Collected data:
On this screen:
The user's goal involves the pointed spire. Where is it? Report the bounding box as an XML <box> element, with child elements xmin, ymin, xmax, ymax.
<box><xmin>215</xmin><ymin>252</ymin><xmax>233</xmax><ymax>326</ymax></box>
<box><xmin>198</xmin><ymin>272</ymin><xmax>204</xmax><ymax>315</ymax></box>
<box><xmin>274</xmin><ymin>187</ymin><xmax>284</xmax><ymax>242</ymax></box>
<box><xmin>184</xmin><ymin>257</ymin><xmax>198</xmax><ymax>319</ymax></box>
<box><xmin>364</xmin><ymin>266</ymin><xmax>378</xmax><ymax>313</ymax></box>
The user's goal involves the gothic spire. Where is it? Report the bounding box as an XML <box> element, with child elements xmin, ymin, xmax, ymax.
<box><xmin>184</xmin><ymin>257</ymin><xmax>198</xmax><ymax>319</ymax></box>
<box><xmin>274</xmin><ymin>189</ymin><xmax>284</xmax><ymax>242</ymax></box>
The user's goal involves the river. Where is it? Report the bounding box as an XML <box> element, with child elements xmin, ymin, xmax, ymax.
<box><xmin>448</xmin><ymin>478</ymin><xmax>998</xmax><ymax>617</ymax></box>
--
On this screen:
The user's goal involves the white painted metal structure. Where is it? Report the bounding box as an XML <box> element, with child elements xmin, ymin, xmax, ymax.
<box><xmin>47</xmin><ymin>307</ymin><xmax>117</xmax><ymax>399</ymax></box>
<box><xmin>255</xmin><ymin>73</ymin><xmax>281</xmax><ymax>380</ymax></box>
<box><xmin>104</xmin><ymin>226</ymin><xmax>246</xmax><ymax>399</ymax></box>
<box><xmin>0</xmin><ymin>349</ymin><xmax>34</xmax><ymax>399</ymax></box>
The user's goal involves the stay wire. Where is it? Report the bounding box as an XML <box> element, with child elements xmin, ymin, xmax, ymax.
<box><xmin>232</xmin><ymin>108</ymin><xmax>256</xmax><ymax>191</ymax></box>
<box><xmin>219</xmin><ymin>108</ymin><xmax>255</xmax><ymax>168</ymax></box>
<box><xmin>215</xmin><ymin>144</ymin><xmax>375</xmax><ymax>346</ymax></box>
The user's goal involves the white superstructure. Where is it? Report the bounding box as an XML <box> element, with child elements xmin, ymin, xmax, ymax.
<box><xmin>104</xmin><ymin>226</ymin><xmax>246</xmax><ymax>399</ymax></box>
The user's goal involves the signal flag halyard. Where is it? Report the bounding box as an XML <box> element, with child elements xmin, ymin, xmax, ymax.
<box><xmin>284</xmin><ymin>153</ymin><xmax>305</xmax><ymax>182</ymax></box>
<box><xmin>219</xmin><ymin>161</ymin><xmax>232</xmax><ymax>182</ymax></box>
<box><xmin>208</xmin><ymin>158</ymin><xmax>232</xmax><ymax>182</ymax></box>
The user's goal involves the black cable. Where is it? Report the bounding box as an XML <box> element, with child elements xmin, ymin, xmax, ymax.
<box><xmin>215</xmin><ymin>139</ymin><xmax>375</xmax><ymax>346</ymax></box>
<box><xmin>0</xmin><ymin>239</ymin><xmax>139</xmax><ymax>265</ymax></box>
==
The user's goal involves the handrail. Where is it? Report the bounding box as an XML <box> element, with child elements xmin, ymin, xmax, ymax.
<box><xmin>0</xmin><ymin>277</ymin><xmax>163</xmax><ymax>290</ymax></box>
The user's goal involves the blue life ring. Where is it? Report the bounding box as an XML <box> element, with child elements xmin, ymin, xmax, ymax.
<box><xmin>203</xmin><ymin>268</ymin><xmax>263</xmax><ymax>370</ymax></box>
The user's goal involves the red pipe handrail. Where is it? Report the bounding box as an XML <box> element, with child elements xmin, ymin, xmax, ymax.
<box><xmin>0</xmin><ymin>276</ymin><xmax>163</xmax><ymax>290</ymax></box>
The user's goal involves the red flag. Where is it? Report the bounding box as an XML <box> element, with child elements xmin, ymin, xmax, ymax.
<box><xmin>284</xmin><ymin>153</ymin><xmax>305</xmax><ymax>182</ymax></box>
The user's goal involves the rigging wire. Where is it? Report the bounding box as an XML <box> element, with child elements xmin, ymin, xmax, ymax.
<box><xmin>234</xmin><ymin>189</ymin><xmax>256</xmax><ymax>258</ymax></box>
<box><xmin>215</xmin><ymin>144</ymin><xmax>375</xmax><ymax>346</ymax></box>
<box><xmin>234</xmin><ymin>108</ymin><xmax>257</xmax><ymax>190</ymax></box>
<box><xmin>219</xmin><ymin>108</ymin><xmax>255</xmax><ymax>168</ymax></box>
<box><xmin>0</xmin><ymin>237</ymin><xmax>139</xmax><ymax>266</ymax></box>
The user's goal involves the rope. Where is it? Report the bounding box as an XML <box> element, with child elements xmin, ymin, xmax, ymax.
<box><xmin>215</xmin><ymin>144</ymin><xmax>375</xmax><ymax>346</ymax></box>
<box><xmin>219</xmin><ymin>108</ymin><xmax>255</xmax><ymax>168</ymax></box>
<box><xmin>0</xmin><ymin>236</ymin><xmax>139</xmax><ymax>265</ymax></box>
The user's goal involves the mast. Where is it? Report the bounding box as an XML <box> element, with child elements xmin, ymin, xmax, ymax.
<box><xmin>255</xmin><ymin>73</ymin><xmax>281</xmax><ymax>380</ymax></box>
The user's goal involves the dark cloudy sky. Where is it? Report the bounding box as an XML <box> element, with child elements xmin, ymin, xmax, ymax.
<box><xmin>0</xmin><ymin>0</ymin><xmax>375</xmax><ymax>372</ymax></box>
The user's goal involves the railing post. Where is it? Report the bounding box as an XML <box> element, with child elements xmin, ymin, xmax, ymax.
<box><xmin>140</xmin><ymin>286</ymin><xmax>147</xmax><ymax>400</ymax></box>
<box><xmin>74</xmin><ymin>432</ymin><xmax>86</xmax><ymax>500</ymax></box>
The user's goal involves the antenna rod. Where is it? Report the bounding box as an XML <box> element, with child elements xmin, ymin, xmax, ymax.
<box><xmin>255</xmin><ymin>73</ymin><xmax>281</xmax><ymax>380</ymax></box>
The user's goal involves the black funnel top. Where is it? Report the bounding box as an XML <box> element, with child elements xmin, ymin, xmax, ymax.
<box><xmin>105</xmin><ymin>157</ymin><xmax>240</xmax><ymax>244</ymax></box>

# [Work to do]
Identify each line of the material above that contains the word "white", treating uppercase and lowercase as different. Copy those lines in full.

# [Task answer]
The user's goal involves the white painted metal structure. Where is it? Report the bounding box as an XML <box> element, with child elements xmin, ymin, xmax, ymax.
The user's goal involves the white superstructure. Where is it? Report the bounding box as an XML <box> element, with child elements xmin, ymin, xmax, ymax.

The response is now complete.